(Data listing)
— Begin —
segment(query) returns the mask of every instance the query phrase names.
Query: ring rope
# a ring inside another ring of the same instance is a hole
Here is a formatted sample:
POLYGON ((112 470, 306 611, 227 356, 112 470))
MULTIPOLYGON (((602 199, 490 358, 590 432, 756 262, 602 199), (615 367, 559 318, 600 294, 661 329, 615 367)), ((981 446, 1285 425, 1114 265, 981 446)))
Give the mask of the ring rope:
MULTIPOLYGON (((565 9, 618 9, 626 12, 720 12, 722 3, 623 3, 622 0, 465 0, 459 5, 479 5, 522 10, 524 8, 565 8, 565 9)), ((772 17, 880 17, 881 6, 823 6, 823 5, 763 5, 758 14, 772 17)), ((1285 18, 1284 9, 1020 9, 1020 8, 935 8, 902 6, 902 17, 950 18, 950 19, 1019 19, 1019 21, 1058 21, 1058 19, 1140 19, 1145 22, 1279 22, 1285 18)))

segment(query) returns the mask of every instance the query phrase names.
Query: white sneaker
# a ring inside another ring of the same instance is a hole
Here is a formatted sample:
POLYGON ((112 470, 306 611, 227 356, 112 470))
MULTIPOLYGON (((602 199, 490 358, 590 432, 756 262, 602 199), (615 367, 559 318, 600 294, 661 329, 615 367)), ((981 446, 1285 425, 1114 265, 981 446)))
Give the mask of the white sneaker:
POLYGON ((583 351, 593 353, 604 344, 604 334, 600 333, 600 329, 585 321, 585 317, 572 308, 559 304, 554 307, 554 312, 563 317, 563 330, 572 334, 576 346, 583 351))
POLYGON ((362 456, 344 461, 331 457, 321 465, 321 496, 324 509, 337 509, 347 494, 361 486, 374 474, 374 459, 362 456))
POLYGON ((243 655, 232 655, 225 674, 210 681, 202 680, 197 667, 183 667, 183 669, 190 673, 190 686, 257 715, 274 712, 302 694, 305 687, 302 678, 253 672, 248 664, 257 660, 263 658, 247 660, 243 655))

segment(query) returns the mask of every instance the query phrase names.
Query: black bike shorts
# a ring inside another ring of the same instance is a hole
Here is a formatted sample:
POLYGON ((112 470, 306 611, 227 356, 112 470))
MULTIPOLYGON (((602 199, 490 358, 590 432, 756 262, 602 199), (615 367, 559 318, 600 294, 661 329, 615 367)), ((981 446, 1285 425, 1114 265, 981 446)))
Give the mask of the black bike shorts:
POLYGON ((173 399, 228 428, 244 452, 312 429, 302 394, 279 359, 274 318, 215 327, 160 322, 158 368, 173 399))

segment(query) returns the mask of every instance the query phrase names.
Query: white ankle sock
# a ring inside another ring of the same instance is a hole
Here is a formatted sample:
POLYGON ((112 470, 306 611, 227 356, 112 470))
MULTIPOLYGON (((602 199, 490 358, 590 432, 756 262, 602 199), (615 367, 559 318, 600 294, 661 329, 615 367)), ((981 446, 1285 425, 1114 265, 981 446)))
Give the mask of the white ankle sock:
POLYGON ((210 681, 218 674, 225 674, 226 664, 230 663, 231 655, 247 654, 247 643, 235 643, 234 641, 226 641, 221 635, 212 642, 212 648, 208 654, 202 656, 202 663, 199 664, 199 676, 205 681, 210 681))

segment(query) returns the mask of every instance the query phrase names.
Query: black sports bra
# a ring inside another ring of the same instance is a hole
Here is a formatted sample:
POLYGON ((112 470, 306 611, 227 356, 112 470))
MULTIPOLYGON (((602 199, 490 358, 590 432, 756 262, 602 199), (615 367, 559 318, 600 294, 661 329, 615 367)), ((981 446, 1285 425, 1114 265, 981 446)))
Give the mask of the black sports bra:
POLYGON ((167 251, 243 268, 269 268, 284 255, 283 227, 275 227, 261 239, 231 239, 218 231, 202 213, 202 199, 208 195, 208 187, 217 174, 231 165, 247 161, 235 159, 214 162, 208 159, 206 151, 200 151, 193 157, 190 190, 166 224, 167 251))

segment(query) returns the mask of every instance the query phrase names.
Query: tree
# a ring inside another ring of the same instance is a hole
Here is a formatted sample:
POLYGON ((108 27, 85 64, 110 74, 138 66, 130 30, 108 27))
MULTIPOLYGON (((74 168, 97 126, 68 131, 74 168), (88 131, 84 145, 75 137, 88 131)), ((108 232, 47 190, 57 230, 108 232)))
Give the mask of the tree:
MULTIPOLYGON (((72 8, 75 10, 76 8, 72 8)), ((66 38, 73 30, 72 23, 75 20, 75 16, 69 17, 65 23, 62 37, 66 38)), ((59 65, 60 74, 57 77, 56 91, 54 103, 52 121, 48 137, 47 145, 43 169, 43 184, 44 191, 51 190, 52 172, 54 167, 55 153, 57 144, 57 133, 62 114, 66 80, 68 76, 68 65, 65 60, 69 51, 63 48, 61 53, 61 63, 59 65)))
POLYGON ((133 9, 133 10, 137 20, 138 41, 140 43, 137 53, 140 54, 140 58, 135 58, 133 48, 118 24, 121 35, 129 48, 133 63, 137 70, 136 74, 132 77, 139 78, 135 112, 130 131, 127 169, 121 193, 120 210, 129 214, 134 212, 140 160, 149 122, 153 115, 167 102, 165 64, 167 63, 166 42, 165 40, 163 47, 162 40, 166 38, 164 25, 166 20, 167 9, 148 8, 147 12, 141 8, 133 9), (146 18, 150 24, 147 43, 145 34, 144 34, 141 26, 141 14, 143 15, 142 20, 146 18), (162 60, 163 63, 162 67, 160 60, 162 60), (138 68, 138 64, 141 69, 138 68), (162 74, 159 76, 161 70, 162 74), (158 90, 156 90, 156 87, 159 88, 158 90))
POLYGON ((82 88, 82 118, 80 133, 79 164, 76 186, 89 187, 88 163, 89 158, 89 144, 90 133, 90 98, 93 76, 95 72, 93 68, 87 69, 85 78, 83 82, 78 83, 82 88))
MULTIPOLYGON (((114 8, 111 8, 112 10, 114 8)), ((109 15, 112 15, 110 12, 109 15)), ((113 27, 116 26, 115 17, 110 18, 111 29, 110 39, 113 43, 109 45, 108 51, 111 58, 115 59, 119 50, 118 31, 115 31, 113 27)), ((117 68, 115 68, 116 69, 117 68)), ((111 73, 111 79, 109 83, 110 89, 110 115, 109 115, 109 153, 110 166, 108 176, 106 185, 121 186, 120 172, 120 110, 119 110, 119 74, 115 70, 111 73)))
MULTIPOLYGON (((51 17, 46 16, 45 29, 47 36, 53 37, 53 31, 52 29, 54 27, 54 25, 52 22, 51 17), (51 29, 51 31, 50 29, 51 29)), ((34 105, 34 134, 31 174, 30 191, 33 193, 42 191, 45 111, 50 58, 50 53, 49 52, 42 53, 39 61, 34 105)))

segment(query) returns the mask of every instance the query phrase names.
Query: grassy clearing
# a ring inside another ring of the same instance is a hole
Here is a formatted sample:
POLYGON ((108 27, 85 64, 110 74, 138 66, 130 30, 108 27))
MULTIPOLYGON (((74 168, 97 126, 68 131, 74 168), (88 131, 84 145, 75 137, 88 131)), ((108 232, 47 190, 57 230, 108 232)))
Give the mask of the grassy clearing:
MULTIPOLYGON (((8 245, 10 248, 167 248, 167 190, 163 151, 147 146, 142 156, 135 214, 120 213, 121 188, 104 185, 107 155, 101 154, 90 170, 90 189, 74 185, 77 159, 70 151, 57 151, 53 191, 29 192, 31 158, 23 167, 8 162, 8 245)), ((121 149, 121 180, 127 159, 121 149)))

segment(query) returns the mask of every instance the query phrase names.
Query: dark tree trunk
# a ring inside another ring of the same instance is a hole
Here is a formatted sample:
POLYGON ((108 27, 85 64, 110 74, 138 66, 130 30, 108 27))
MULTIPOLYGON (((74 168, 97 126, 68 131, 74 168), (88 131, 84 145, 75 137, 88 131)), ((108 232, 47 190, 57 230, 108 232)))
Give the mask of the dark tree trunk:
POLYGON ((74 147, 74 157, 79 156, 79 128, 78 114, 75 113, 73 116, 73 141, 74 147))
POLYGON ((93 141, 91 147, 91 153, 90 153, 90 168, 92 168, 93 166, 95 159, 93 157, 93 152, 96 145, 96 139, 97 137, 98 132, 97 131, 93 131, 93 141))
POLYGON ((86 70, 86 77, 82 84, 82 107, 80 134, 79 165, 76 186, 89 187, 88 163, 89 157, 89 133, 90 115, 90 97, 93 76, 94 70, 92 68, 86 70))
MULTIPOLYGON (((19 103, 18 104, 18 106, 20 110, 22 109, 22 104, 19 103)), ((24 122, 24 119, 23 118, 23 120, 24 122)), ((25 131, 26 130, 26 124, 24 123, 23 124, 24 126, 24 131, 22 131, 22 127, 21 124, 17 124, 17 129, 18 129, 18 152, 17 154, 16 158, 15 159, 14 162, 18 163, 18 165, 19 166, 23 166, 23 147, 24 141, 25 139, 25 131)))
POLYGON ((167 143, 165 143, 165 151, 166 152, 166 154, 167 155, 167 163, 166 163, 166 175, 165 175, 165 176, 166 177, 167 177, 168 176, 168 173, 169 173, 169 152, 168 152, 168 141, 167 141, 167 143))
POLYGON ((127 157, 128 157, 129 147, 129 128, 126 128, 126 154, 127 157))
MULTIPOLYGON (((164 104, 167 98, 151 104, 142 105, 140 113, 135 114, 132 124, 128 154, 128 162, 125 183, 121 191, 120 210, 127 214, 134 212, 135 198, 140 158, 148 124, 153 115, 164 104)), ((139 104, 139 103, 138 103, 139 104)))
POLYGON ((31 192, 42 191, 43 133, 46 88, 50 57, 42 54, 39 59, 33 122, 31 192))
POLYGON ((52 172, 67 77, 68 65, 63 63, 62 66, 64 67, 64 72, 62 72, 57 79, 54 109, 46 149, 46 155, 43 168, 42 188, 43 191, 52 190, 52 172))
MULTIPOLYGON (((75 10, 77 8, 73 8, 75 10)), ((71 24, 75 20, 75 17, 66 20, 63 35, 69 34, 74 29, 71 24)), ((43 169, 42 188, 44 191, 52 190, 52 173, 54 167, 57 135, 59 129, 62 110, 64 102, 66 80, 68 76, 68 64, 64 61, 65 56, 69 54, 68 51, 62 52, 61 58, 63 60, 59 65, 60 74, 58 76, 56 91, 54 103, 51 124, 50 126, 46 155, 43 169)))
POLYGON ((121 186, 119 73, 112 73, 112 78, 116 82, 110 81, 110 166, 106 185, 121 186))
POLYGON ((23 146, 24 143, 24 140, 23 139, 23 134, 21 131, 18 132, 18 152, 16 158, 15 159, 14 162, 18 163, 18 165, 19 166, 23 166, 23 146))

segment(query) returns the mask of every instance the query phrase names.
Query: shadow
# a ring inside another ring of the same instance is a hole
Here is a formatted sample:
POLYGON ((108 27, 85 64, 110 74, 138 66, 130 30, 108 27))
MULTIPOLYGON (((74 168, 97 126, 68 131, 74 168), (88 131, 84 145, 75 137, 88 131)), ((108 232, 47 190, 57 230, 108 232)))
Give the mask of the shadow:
— End —
**Problem statement**
Starting at the beginning of the entries and stopping after the line containing "Give the mask of the ring", write those lines out again with "ring rope" swapped for "jump rope" and nothing else changed.

**Output of the task**
segment(query) returns the mask of every instance the query phrase names.
Query: jump rope
# a ring inside another ring of the same instance is a hole
Here is a formatted sample:
POLYGON ((112 470, 306 611, 227 356, 112 470))
MULTIPOLYGON (((602 199, 490 358, 590 432, 756 262, 602 199), (615 367, 559 318, 600 294, 661 329, 615 367)), ((981 446, 1285 425, 1114 265, 981 446)))
Give the mask of the jump rope:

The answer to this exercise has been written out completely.